Percebe-se, claramente, nos olhares de reprimenda à festa promovida no Congresso Nacional, ao se restituir o mandato de Jango, a nódoa ditatorial entranhada nos responsáveis pela Defesa do território brasileiro. Na cartilha dos oficiais mais novos, saídos das academias militares, aos diários do generalato que comanda as Forças Armadas, percebe-se o traço do fantasma que aterroriza a esquerda brasileira até os dias de hoje. A sombra das baionetas pesa sobre os ideais democráticos, no cotidiano dos brasileiros. Não há outra explicação, senão essa, para o sequestro da opinião pública por um cartel midiático tão encarniçado quanto o que se prolifera no Brasil, desde a ditadura civil-militar, patrocinado pela secretaria de Comunicação Social da Presidência da República. Nem é possível saber, sem a condicionante do medo, porque as reformas de base preconizadas por Jango, até hoje, não saíram do papel.

[Entradas apresentadas]
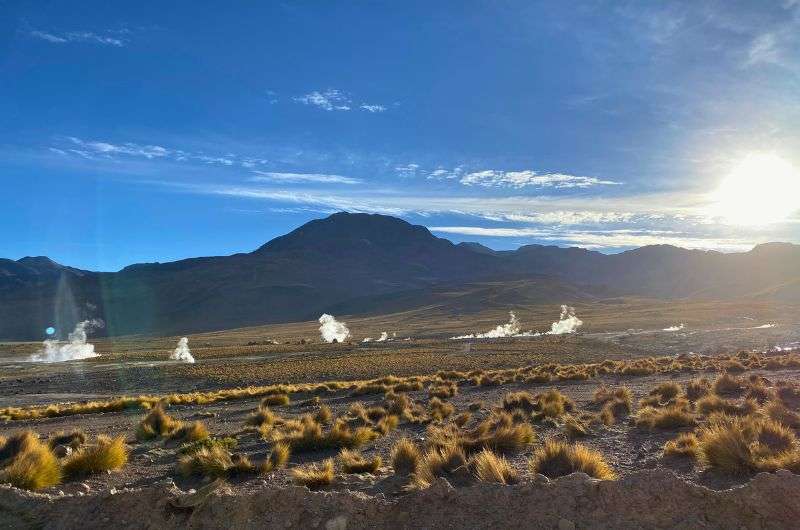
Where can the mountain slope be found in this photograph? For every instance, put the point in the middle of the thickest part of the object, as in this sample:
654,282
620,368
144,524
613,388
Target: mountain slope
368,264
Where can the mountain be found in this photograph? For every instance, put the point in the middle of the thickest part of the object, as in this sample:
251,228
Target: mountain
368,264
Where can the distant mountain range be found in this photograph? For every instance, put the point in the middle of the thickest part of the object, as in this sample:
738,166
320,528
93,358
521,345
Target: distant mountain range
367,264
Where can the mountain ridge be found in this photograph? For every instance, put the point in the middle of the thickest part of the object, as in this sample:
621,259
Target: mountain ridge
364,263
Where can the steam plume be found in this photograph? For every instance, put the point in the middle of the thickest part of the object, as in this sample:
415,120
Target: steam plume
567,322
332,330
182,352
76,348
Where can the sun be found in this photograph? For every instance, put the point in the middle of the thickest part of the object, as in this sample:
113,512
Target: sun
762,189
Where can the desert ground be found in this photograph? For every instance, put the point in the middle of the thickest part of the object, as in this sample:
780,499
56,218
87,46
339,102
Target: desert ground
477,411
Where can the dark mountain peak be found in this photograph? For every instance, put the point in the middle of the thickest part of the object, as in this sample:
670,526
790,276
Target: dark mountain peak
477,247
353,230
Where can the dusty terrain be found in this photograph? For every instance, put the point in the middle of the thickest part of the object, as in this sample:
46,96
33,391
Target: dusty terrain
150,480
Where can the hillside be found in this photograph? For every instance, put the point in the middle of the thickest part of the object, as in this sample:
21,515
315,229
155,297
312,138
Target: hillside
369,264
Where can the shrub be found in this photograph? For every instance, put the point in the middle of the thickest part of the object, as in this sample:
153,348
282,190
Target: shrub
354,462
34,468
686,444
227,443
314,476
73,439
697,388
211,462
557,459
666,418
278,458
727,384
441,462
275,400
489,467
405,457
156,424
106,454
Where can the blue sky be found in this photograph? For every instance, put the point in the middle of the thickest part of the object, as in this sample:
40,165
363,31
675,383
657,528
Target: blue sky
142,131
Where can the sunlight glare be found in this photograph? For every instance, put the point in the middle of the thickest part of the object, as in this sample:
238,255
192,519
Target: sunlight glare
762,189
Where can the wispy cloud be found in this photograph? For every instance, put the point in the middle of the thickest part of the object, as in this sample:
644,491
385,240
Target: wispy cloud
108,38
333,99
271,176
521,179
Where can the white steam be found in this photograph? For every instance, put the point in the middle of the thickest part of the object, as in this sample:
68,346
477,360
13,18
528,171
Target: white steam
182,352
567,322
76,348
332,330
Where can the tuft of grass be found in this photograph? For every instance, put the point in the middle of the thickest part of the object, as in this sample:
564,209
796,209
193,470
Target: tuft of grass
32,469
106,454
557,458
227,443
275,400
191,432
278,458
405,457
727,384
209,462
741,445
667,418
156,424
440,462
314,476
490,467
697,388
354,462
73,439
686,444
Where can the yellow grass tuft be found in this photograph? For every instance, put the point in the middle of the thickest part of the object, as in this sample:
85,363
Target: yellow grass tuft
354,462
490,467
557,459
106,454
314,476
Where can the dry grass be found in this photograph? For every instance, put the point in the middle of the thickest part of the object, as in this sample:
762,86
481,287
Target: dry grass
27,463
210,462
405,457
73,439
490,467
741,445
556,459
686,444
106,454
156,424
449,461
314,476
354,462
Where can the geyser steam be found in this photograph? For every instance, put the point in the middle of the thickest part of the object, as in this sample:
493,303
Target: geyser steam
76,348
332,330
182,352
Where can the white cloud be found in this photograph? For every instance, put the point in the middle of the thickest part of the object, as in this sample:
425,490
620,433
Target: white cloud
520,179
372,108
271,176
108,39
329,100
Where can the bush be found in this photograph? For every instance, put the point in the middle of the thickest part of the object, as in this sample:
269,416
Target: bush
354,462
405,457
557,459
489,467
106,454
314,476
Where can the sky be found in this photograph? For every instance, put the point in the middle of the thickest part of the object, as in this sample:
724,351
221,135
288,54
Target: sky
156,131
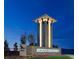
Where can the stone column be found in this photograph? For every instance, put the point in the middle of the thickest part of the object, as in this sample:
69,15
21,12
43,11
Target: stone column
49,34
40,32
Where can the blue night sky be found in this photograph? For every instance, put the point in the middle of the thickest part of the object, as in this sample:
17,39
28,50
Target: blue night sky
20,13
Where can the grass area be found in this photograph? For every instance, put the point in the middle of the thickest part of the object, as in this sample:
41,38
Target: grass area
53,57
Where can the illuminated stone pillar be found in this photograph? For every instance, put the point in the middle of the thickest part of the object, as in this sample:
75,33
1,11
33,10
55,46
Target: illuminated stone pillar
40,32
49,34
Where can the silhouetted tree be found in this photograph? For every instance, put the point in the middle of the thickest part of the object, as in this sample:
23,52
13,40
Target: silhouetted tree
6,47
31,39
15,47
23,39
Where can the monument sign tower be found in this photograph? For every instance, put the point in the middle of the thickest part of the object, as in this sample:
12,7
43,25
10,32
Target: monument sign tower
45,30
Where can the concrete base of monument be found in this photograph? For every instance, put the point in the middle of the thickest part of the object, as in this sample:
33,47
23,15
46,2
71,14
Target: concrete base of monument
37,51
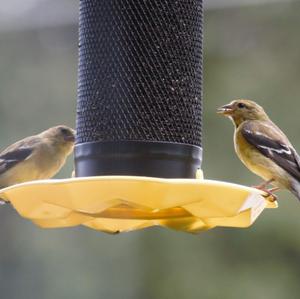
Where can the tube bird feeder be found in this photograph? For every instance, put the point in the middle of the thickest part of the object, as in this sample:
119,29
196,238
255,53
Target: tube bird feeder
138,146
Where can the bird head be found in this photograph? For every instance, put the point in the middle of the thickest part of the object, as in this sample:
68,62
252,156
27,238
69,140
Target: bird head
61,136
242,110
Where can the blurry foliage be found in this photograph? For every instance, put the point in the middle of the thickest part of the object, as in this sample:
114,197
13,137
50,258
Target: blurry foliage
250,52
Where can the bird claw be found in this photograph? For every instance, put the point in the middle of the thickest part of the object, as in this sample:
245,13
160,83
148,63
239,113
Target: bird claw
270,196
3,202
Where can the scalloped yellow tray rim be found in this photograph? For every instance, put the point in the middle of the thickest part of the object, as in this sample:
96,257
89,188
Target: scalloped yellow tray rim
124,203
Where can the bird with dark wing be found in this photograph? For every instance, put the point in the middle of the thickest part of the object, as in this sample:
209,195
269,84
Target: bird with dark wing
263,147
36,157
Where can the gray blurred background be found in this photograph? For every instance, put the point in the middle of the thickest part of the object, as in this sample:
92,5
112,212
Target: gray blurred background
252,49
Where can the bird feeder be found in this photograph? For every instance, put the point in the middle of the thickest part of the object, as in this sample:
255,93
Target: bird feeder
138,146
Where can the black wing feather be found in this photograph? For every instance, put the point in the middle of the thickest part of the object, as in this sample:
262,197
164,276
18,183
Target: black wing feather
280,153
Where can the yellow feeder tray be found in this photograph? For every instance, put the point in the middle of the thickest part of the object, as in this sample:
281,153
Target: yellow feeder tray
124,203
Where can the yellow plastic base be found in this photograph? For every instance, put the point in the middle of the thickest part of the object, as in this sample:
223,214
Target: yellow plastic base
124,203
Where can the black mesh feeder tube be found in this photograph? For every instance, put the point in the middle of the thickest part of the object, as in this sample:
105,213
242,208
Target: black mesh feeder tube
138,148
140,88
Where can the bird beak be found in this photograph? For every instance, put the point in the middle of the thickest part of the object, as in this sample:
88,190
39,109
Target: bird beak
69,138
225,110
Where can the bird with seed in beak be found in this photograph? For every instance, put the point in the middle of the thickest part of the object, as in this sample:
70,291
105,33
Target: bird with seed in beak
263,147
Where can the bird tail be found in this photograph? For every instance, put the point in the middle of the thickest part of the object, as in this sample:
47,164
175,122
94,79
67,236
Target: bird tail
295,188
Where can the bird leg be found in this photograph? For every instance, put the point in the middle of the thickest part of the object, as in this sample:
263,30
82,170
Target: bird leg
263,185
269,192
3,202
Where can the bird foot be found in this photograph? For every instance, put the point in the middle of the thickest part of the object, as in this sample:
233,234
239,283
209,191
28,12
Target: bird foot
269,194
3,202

==

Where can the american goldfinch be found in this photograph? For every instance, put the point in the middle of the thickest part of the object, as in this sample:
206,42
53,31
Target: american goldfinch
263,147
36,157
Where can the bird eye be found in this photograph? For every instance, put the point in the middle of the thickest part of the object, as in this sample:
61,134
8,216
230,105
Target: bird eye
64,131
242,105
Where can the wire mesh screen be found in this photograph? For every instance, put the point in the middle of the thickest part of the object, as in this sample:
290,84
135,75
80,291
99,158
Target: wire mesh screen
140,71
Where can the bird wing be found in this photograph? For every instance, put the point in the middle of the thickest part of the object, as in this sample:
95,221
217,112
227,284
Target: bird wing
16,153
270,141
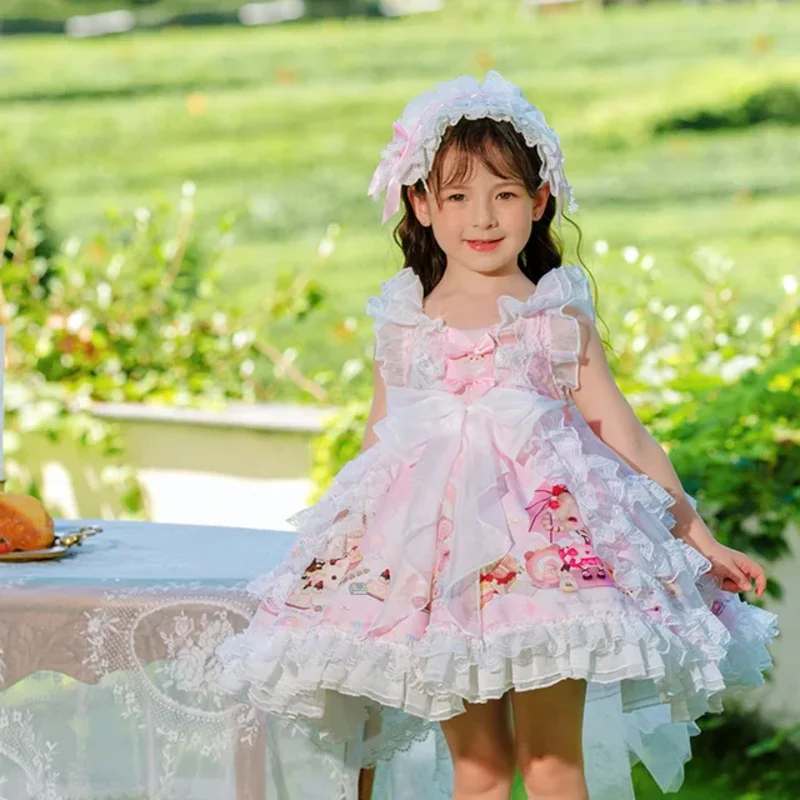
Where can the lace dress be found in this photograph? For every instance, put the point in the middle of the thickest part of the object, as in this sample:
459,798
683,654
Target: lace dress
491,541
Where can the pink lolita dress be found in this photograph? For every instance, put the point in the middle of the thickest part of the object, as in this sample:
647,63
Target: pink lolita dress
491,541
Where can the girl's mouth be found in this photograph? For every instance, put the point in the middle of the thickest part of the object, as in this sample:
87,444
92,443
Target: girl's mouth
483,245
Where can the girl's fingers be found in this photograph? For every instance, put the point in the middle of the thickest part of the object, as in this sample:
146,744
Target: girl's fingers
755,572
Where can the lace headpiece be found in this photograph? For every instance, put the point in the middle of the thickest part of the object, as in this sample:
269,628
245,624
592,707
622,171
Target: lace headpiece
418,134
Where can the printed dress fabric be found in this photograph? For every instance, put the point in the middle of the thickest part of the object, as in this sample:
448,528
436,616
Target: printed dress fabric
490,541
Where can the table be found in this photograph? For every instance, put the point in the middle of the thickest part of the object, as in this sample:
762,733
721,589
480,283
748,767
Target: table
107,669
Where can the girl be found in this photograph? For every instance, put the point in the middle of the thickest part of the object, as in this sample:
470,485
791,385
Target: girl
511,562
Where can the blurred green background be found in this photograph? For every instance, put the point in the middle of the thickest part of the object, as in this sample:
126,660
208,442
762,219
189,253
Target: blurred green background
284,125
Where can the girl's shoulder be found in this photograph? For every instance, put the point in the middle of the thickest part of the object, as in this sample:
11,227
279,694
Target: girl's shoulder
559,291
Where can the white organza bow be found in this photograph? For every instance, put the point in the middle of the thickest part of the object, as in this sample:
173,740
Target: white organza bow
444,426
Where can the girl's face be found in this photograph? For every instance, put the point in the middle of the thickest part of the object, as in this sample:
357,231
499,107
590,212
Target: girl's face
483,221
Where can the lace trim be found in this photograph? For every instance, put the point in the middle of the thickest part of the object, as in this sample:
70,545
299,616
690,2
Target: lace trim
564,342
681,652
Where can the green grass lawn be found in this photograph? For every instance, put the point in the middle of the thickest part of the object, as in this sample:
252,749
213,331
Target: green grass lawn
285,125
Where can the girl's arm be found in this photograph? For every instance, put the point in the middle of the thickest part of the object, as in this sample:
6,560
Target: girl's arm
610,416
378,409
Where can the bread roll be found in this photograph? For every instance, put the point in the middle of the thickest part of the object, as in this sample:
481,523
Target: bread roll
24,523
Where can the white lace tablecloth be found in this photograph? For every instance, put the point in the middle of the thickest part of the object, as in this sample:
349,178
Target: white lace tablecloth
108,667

[Suas instruções]
Prolongue o texto sobre o legado da ditadura e o mandato restituído de Jango, começando logo após a sua última frase. As entradas são um material à parte, sem relação com o texto.

[Sua resposta]
O terror. A tortura. A perseguição sem quartel pelas forças da ultradireita, encasteladas no controle da economia privada e nos meios de comunicação, ainda assustam os principais líderes da esquerda nacional, a começar pela presidenta da República, vítima dos mesmos algozes que, nesta fase mais moderada, limitam-se a rosnar e mostrar os dentes, frente às modestas iniciativas de democratização do país. Os mesmos que chamaram o Programa Bolsa Família de esmola e só faltaram cuspir nos médicos cubanos estão representados no governo e, o que é o pior, com a segurança de que lhes cabe o controle das instituições detentoras do poder armado. Não é à toa que, no jargão da praia, espécimes como os cronistas da imprensa conservadora “tiram onda” com a intenção do prefeito de São Paulo, Fernando Haddad, de promover um pouquinho de justiça social na cobrança do Imposto Predial e Territorial Urbano (IPTU).
A vontade civil brasileira está cercada, seja naquele olhar duro dos militares que acreditam, piamente, na história de que Jango iria transformar o país em uma ditadura comunista; seja no Poder Judiciário, trincheira final dos abastados, das classes dominantes que mantêm de joelhos o trabalhador brasileiro. Os eleitores, por mais que reafirmem, nas urnas, a busca por uma República de fato, são engolfados no efeito cardume por predadores contumazes do sistema capitalista, que se apossaram das terras, dos meios de produção, dos mecanismos de formação da opinião pública e, o que é o mais grave, do comando das Forças Armadas. Não faz muito tempo e a caserna festejava o 31 de Março, quando toda a nação repudiava o 1º de Abril.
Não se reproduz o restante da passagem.